# [AIM]
Rewrite the items below as a numbered list, dropping any blank lines and omitting the pictures.

# [RECORDS SHOWN]
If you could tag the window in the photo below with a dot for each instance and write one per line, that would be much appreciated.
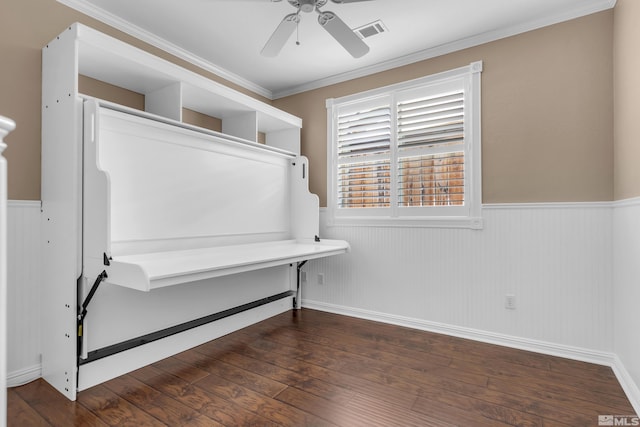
(408, 154)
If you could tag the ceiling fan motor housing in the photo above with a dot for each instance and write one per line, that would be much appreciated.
(307, 5)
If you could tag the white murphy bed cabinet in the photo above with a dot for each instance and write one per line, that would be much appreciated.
(6, 126)
(158, 235)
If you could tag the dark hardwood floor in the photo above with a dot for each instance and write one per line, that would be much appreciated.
(309, 368)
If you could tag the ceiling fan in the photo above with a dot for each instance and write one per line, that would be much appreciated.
(328, 20)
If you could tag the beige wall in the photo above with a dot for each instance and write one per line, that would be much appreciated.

# [ANSWER IN FULL]
1. If you could tag the window in the photo below with a dot for each instance and write one per line, that would be much appreciated.
2. (408, 154)
3. If you could tag the ceiling fan motor housing in the photo above with a dot for each instance and write one per line, that would be much appreciated.
4. (307, 5)
5. If you could tag the white murphy bed cabinet in the photo above with a dot for each instance and write one per line, that would be much appreciated.
6. (6, 126)
7. (158, 235)
8. If you could tag the dark hardwood floor in the photo above with a dot for each instance and write one per line, that would be much appreciated.
9. (309, 368)
10. If you could tag the ceiling fan in the photo above with a dot for each instance and write one per line, that would be much appreciated.
11. (328, 20)
12. If you could tag the beige wall in the photo above with a dot for each instance and write one per line, that would be much appreciated.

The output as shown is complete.